▸ GIVEN TEXT:
********************
I love pretty clothes but I hate “fashion news” because – although I have no difficulty understanding the vocabulary – deep in my gut I just don’t get it. Like this press release about the “Brand Keys Fashion Brand Index,” which says that the popularity of designer-brand clothes has skyrocketed in the past decade, recession be damned: “When it comes to fashion, brands matter more -- up 10X in 10 years.”
Capsule summary: once upon a time, only 3 percent of polled American consumers claimed to care about brand names in their fashion choices, but now it’s up to 30 percent. If you are a fashionable male then, statistically speaking, you’re supposed to really, really care about brands like Armani, Burberry and Ralph Lauren/Polo; meanwhile, a stylish lady is statistically enamored of brands including Chanel, Armani, Victoria’s Secret and the Gap.
I don’t disagree with any of this; I’m just saying I don’t get it. Thing is, with the exceptions of shoes, socks, swimsuits and underthings, pretty much all of the clothes I’ve bought in my adult life came from thrift stores or secondhand shops, so when I’m trying things on my only three concerns are: “Do they flatter me, are they comfortable, and are they in good condition?”
********************
[Point-per-instance localization data]
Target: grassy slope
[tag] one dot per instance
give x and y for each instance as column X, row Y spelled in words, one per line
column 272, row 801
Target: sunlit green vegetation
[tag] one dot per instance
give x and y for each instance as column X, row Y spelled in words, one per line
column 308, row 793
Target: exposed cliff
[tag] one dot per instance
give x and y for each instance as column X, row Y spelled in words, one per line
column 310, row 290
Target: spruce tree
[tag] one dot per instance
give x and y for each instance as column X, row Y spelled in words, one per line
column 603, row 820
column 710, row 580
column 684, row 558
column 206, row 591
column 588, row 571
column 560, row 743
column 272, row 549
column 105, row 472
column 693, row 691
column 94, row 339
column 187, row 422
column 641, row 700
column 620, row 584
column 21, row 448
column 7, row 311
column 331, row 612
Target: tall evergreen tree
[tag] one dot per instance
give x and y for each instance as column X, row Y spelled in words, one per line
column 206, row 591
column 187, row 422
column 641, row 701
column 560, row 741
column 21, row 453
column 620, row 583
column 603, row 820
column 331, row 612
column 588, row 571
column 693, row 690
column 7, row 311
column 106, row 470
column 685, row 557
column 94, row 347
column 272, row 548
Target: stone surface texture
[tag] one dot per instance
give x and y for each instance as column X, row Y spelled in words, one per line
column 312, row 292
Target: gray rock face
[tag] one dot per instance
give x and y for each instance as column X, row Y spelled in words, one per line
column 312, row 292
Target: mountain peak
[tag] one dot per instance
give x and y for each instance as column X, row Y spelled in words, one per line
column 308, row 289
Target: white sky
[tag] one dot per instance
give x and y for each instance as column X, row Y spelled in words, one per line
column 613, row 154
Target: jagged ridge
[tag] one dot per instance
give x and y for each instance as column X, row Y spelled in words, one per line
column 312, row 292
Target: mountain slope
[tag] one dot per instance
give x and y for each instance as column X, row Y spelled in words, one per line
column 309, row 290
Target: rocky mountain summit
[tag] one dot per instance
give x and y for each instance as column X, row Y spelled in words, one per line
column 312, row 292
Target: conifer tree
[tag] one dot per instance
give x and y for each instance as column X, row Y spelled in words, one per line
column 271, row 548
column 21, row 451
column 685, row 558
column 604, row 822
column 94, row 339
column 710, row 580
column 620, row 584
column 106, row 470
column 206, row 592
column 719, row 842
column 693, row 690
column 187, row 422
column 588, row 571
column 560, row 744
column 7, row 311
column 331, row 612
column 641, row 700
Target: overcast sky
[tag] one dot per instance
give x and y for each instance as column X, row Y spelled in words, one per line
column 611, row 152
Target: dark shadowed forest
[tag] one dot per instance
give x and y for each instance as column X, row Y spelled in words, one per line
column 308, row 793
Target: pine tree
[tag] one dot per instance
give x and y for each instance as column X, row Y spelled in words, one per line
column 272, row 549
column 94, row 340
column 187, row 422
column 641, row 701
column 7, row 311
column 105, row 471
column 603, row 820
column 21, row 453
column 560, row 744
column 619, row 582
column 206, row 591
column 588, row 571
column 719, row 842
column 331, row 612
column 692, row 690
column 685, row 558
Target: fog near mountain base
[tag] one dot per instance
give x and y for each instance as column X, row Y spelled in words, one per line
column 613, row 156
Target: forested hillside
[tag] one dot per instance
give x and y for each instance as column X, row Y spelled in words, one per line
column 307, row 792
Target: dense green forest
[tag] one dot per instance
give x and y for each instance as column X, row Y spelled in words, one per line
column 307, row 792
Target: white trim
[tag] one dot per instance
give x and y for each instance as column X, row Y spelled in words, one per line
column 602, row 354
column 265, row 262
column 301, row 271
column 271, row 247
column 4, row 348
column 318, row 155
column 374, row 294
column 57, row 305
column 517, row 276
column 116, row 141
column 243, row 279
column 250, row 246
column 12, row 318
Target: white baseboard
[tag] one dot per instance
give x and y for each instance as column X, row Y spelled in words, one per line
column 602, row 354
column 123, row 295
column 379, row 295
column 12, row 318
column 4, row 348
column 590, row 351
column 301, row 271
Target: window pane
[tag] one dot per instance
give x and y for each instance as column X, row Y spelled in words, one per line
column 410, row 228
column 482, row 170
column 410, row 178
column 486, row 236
********************
▸ REQUIRED TASKS:
A - Write out everything in the piece on fashion brands from "Capsule summary: once" down to "and the Gap.".
B - Continue the piece on fashion brands with the next part, starting after its final sentence.

▸ ANSWERS FOR THE EXERCISE:
A -
Capsule summary: once upon a time, only 3 percent of polled American consumers claimed to care about brand names in their fashion choices, but now it’s up to 30 percent. If you are a fashionable male then, statistically speaking, you’re supposed to really, really care about brands like Armani, Burberry and Ralph Lauren/Polo; meanwhile, a stylish lady is statistically enamored of brands including Chanel, Armani, Victoria’s Secret and the Gap.

B -
If I answer yes to all three, I don’t care about the brand – my closet does indeed contain some high-end labels, but also companies I’ve never heard of, and I doubt the Brand Keys Fashion Index has, either. (For many of those brands, I had no idea they were so expensive until I’d visit an upscale mall and notice entire stores with the same name as the label I’d just cut out of my new seven-dollar dress or five-dollar sweater.)
So when I read about people who truly, sincerely, honestly care about clothes branding … well, if you read science fiction you’re familiar with the trope where otherwise-intelligent aliens are utterly incapable of comprehending basic human emotions: “Earthling, why does the demise of your offspring upset you so? He was an unhealthy specimen and a poor candidate to reproduce your genes into the next generation. Now that your inferior offspring is dead, you have more resources to invest in healthy offspring capable of continuing your genetic legacy ....”
That’s kind of how I feel about fashion-label loyalty. I’m not denying that it exists; I’m just saying that I do not get it.